**Document extract**
Known Issues in Apache Hive

Learn about the known issues in Hive, the impact or changes to the functionality, and the workaround.

CDPD-14361: Hive compaction on CDP Azure environment does not work in 7.2.10.
None.
CDPD-15518: ACID tables you write using the Hive Warehouse Connector cannot be read from an Impala virtual warehouse.
Read the tables from a Hive virtual warehouse or using Impala queries in Data Hub.
CDPD-13636: Hive job fails with OutOfMemory exception in the Azure DE cluster
Set the parameter hive.optimize.sort.dynamic.partition.threshold=0. Add this parameter in Cloudera Manager (Hive Service Advanced Configuration Snippet (Safety Valve) for hive-site.xml)
ENGESC-2214: Hiveserver2 and HMS service logs are not deleted
Update Hive log4j configurations. Hive -> Configuration -> HiveServer2 Logging Advanced Configuration Snippet (Safety Valve) Hive Metastore -> Configuration -> Hive Metastore Server Logging Advanced Configuration Snippet (Safety Valve) Add the following to the configurations: appender.DRFA.strategy.action.type=DELETE appender.DRFA.strategy.action.basepath=${log.dir} appender.DRFA.strategy.action.maxdepth=1 appender.DRFA.strategy.action.PathConditions.glob=${log.file}.* appender.DRFA.strategy.action.PathConditions.type=IfFileName appender.DRFA.strategy.action.PathConditions.nestedConditions.type=IfAccumulatedFileCount appender.DRFA.strategy.action.PathConditions.nestedConditions.exceeds=same value as appender.DRFA.strategy.max
HiveServer Web UI displays incorrect data
If you enabled auto-TLS for TLS encryption, the HiveServer2 Web UI does not display the correct data in the following tables: Active Sessions, Open Queries, Last Max n Closed Queries
CDPD-11890: Hive on Tez cannot run certain queries on tables stored in encryption zones
This problem occurs when the Hadoop Key Management Server (KMS) connection is SSL-encrypted and a self signed certificate is used. SSLHandshakeException might appear in Hive logs.
Use one of the workarounds:
  • Install a self signed SSL certificate into cacerts file on all hosts.
  • Copy ssl-client.xml to a directory that is available in all hosts. In Cloudera Manager, in Clusters > Hive on Tez > Configuration. In Hive Service Advanced Configuration Snippet for hive-site.xml, click +, and add the name tez.aux.uris and valuepath-to-ssl-client.xml.

Technical Service Bulletins

TSB 2021-501: JOIN queries return wrong result for join keys with large size in Hive
JOIN queries return wrong results when performing joins on large size keys (larger than 255 bytes). This happens when the fast hash table join algorithm is enabled, which is enabled by default.
Impact
Incorrect results
Action required
  • Hotfix request
    Request a hotfix from Cloudera Support.
  • Workaround
    Set hive.vectorized.execution.mapjoin.native.fast.hashtable.enabled to false. This might cause a performance degradation depending on the type of query and the system it is running on.
Knowledge article
For the latest update on this issue see the corresponding Knowledge article: TSB 2021-501: JOIN queries return wrong result for join keys with large size in Hive
TSB 2021-518: Incorrect results returned when joining two tables with different bucketing versions
Incorrect results are returned when joining two tables with different bucketing versions, and with the following Hive configurations: set hive.auto.convert.join = false and set mapreduce.job.reduces = any custom value.

**Directions**
1. Summarize the Hive known-issues page in two sentences.
2. Answer these questions from the Hive known-issues page:
(a) What parameter setting is the workaround for Hive jobs failing with an OutOfMemory exception in the Azure DE cluster?
(b) Above what size do join keys cause wrong results under TSB 2021-501?
(c) Which three tables in the HiveServer2 Web UI show incorrect data when auto-TLS is enabled?
3. Carry on the Hive known-issues page from its last line.

**Coordinate annotation entries**

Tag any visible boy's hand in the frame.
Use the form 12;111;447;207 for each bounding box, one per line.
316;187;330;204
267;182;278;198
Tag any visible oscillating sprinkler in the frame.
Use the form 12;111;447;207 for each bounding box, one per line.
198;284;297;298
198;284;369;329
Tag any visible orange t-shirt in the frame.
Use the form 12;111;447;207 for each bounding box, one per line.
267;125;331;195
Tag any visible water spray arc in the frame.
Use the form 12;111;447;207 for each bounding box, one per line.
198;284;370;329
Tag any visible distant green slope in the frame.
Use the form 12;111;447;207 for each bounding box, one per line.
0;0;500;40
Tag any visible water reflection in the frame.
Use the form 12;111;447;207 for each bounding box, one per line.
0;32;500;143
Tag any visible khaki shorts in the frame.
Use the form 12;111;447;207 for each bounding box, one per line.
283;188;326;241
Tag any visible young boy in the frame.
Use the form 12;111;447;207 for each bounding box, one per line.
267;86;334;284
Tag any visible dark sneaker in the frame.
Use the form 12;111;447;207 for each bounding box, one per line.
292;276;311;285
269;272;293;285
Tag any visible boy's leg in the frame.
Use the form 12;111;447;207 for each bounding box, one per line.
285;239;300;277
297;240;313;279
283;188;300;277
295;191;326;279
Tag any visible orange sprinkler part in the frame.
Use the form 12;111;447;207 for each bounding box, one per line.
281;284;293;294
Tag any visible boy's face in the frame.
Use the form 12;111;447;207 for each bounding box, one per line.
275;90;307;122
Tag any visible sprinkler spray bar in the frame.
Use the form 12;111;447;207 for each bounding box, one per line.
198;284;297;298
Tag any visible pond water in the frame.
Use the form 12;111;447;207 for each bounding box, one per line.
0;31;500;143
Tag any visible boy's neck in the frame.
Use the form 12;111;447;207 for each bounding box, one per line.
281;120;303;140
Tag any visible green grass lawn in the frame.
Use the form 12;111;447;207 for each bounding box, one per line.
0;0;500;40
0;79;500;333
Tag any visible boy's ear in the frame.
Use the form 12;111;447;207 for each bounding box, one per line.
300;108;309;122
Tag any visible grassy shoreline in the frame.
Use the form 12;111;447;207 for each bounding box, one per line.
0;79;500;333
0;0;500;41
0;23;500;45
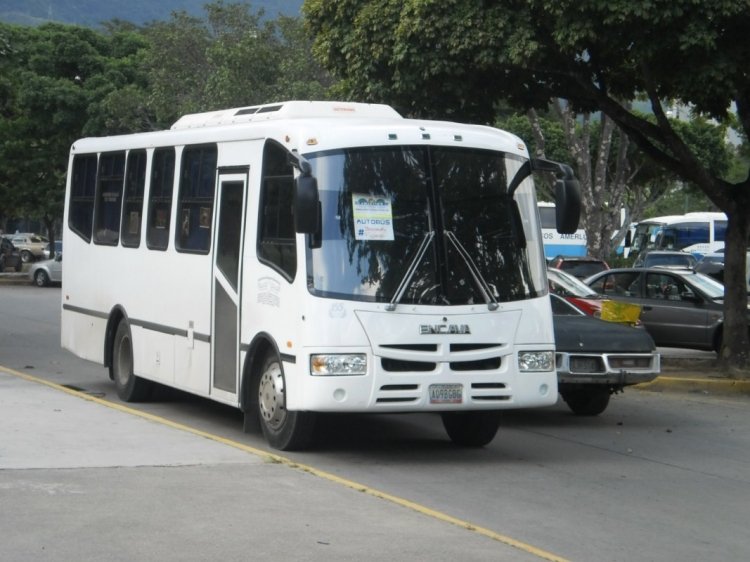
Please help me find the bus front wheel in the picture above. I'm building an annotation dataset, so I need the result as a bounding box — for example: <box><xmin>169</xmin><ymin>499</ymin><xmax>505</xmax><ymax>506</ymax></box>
<box><xmin>560</xmin><ymin>385</ymin><xmax>611</xmax><ymax>416</ymax></box>
<box><xmin>110</xmin><ymin>321</ymin><xmax>153</xmax><ymax>402</ymax></box>
<box><xmin>441</xmin><ymin>410</ymin><xmax>500</xmax><ymax>447</ymax></box>
<box><xmin>254</xmin><ymin>355</ymin><xmax>315</xmax><ymax>451</ymax></box>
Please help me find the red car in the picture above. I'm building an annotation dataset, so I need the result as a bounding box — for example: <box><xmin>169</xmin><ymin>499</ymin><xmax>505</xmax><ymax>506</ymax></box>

**Answers for this exercise**
1. The page lists known Hive issues, such as compaction not working on CDP Azure in 7.2.10, jobs failing with OutOfMemory exceptions, HiveServer2 and HMS logs not being deleted, and Hive on Tez being unable to run certain queries on tables in encryption zones, along with workarounds such as setting configuration parameters or installing a self-signed SSL certificate. It also covers technical service bulletins on JOIN queries returning wrong results, either for join keys larger than 255 bytes when the fast hash table join algorithm is enabled or for tables with different bucketing versions.

2.
(a) hive.optimize.sort.dynamic.partition.threshold=0
(b) 255 bytes
(c) Active Sessions, Open Queries, and Last Max n Closed Queries

3.
Impact
Incorrect results
Action required
  • Modify the bucketing version of table with version 1 to version 2, using the alter table command. For example: alter table test set tblproperties ('bucketing_version'='2')
  • Also, reload the data into the table, so you can reinsert them using the new bucketing function.
Knowledge article
For the latest update on this issue see the corresponding Knowledge article: TSB 2021-518: Incorrect results returned when joining two tables with different bucketing versions
TSB 2021-520: Cleaner causes data loss when processing an aborted dynamic partitioning transaction
Data loss may occur when an operation that involves dynamic partitioning is aborted in Hive. Cleaner does not know what partition contains the aborted deltas, so it goes over all partitions and removes aborted and `obsolete` deltas below the HighWatermark (highest writeid that could be cleaned up). Those `obsolete` deltas may be `active` ones. There is no easy way to identify obsolete deltas that are active because HighWatermark is defined on a table level.
Upstream JIRA
HIVE-25502
Impact
Continuous Data Loss on the affected table(s)
Workaround
Turning off cleaner and setting the following configuration on all HMS instances (for example,. DataLake, CDW, Datahub) where initiator is turned on:
hive.compactor.cleaner.retention.time.seconds=3650d
hive.compactor.delayed.cleanup.enabled=true
Note that this will cause no cleaning to be executed for recent transactions and consume more storage space until the fix is applied.
Hotfix request
Request a hotfix from Cloudera Support.
Knowledge article
For the latest update on this issue see the corresponding Knowledge article: TSB 2021-520: Cleaner causes data loss when processing an aborted dynamic partitioning transaction
TSB 2021-532: HWC fails to write empty DataFrame to orc files
HWC writes fail when an empty DataFrame write is attempted. That is because the writer does not create an orc file if no records are present in the DataFrame. This causes the HWC write commit validation to fail.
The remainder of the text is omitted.